__CONJUNTO DE TAREFAS__.
a) As afirmações abaixo concordam com o texto sobre a Resistência? Para cada uma, responda sim ou não e cite literalmente as palavras do texto que decidem a resposta. (i) A Resistência cita as teses da III Internacional sobre a frente única. (ii) Trótski defendeu alianças eleitorais com uma suposta burguesia democrática. (iii) A Espanha é apresentada como exemplo de êxito das frentes populares.
b) Modifique o trecho que vai de "Ainda assim, o" até "política das direções." no texto sobre a Resistência, trocando "Resistência" por "organização".

Ainda assim, o problema teórico e político central do qual a Resistência foge como da peste segue sendo que a política proposta por essa organização é ainda menos consequente para combater a extrema direita de Bolsonaro se assumirmos que estamos diante de um governo fascista, e de nada tem a ver com o legado deixado pelo marxismo revolucionário. Caso a Resistência tivesse algum peso na realidade e estivéssemos sob o fascismo efetivamente, a orientação política catastrófica dessa corrente seria criminosa: centraria a orientação em aconselhar os trabalhadores a votar em algum mal menor e a não ocupar as ruas, como no 7 de setembro, quando chamaram atos que supostamente existiriam nos dias seguintes, mas que não tiveram relevância nenhuma pela política das direções.

Frente única operária ou frente popular?

Quando se trata da “frente única”, a argumentação da Resistência apenas confirma o conteúdo da polêmica original: em campanha há meses por uma chapa aliada à direita e à burguesia, sua estratégia consiste em defender que é possível derrotar a extrema direita com o voto, algo nunca antes conquistado na história da luta de classes. Na resposta a nós, citam as teses da III Internacional sobre a frente única como um “legado histórico do marxismo internacional extremamente precioso”, agregando que sua “interpretação ao pé da letra é temerária”. De outro lado, dizemos que seu completo desvirtuamento serve somente aos teóricos da frente popular, sobre a qual tratamos de maneira desenvolvida e abarcativa no artigo original e que foi, de maneira sugestiva, completamente ignorada na polêmica de volta. Afinal, a operação argumentativa que a resposta a nós empreende é simplesmente deslocar o terreno de atuação para o qual é pensada a tática da frente única no rico arsenal dos revolucionários e transformar uma tática para a luta de classes com as direções conciliadoras em uma aliança para as eleições com a burguesia. Não estão, entretanto, inventando a roda: alianças eleitorais com uma suposta “burguesia democrática”, com o argumento de enfrentar o fascismo, compõe uma estratégia bem conhecida na história - e combatida à morte por revolucionários como Trótski. É a estratégia das frentes populares, tal como foi formulada pelo congresso da Internacional Comunista stalinilizada, que significaram uma catástrofe em diversas revoluções, como na Espanha.

__Linhas do conjunto de dados de apontamento de objetos__.
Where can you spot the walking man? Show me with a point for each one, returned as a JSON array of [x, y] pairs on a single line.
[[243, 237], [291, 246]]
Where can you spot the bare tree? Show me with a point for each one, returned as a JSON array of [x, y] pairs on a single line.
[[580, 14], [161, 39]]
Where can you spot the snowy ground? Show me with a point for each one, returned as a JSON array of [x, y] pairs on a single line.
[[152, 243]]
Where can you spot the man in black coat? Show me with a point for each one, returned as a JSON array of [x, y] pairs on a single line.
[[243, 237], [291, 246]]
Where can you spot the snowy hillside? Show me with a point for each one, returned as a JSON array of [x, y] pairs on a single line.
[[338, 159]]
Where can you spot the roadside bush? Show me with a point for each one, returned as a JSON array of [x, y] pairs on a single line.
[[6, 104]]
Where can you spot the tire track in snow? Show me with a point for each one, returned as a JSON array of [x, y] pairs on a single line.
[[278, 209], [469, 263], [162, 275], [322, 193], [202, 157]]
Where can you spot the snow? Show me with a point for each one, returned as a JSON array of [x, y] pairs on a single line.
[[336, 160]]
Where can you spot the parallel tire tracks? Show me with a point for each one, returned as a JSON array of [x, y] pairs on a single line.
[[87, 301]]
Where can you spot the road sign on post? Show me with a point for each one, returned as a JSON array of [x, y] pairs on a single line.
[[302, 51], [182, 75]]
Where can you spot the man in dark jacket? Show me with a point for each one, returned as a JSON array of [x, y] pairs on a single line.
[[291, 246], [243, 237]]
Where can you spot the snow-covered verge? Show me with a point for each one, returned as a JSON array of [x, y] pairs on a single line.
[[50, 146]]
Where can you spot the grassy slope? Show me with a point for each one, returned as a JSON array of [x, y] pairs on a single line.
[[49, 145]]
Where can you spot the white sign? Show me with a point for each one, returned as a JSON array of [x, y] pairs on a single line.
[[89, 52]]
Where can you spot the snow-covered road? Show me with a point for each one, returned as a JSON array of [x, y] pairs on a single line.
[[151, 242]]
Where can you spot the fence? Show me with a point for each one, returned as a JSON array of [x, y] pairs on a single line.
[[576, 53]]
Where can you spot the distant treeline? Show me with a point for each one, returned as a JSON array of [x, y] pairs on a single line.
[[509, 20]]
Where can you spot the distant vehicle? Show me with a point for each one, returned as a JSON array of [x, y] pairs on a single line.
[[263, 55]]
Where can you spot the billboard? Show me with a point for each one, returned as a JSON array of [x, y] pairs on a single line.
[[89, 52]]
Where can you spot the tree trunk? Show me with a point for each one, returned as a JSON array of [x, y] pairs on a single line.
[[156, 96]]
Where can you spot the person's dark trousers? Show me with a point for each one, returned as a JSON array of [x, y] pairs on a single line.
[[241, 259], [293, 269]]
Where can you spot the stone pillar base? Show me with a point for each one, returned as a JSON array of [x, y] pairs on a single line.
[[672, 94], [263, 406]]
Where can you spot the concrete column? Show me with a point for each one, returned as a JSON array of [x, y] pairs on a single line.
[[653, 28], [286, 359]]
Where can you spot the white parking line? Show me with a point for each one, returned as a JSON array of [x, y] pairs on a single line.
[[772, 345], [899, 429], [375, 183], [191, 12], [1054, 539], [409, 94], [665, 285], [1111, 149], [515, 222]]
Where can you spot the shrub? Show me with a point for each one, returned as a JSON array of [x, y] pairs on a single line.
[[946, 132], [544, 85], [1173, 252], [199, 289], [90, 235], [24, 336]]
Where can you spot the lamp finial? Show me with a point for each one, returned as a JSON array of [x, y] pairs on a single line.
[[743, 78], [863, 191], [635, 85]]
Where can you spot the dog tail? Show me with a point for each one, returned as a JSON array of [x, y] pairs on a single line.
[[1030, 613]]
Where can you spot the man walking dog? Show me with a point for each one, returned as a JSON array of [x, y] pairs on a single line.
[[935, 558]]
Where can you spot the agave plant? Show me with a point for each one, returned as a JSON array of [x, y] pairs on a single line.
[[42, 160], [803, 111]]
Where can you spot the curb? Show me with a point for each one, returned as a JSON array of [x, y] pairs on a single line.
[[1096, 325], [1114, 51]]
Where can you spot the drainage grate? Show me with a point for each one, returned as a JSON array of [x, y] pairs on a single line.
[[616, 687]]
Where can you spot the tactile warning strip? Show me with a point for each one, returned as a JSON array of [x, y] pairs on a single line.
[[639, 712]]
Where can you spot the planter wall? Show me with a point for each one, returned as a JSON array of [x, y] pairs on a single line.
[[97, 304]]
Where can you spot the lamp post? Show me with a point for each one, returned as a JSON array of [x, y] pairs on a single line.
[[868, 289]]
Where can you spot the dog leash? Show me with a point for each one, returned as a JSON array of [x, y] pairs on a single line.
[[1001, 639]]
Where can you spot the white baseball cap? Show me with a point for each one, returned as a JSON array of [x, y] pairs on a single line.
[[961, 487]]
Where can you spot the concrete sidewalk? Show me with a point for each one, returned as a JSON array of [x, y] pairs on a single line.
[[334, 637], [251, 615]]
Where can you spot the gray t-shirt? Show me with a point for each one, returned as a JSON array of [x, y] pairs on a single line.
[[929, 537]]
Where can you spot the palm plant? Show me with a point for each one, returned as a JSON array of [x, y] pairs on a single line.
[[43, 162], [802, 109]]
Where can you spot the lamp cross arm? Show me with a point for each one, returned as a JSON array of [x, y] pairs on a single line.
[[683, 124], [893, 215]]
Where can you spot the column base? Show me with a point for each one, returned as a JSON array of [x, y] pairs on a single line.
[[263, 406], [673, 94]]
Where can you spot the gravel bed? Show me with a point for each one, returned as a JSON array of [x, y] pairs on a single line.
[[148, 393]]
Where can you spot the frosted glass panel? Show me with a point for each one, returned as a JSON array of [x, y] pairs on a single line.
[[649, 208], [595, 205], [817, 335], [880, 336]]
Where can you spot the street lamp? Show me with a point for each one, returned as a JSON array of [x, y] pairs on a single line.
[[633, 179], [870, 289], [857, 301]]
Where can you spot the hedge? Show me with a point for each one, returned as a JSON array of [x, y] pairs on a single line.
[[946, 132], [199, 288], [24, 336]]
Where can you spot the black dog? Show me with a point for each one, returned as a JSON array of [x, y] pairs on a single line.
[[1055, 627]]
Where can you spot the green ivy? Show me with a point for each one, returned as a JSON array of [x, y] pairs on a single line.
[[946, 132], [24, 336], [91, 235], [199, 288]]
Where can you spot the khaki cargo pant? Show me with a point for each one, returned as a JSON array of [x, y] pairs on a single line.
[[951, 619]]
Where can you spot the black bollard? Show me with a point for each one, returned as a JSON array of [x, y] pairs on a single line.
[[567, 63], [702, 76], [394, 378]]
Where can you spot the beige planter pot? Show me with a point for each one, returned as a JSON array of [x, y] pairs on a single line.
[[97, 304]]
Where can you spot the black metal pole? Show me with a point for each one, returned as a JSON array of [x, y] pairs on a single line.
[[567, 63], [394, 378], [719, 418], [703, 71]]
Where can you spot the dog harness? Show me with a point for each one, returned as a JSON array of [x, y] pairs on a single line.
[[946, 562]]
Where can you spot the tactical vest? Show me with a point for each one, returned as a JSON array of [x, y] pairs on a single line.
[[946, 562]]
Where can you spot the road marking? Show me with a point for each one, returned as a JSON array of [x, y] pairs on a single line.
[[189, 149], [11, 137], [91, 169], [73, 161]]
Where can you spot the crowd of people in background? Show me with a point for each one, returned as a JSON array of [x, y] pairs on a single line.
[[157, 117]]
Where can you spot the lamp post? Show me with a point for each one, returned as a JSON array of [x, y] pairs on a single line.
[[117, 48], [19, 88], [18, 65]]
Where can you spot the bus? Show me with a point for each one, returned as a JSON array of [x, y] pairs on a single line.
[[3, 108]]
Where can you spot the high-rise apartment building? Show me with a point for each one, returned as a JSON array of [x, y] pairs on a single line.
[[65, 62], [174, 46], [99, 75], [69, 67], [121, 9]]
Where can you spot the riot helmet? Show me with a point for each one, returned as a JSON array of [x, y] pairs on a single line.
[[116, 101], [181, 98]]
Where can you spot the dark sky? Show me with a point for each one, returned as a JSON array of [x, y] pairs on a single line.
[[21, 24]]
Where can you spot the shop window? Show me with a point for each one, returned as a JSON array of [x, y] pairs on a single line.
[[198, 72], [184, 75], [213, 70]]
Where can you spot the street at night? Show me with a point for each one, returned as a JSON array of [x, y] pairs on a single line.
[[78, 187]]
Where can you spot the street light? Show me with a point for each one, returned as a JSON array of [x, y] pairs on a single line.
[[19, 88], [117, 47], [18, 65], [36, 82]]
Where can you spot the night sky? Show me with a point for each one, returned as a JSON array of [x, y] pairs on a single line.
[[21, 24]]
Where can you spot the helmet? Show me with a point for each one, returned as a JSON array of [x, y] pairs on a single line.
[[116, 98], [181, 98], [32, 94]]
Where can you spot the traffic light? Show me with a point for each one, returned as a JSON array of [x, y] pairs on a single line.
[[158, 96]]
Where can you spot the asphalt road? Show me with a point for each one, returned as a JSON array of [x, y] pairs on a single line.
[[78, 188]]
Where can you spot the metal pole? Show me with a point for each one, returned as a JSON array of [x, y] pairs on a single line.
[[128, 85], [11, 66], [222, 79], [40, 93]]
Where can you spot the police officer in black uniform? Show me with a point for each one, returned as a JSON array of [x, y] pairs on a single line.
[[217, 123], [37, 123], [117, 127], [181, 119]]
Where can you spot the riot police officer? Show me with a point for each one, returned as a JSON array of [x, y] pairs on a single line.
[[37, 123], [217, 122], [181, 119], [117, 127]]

__OS RESULTADOS__.
a)
(i) Sim: "citam as teses da III Internacional sobre a frente única como um “legado histórico do marxismo internacional extremamente precioso”".
(ii) Não: "compõe uma estratégia bem conhecida na história - e combatida à morte por revolucionários como Trótski".
(iii) Não: "significaram uma catástrofe em diversas revoluções, como na Espanha".

b)
Ainda assim, o problema teórico e político central do qual a organização foge como da peste segue sendo que a política proposta por essa organização é ainda menos consequente para combater a extrema direita de Bolsonaro se assumirmos que estamos diante de um governo fascista, e de nada tem a ver com o legado deixado pelo marxismo revolucionário. Caso a organização tivesse algum peso na realidade e estivéssemos sob o fascismo efetivamente, a orientação política catastrófica dessa corrente seria criminosa: centraria a orientação em aconselhar os trabalhadores a votar em algum mal menor e a não ocupar as ruas, como no 7 de setembro, quando chamaram atos que supostamente existiriam nos dias seguintes, mas que não tiveram relevância nenhuma pela política das direções.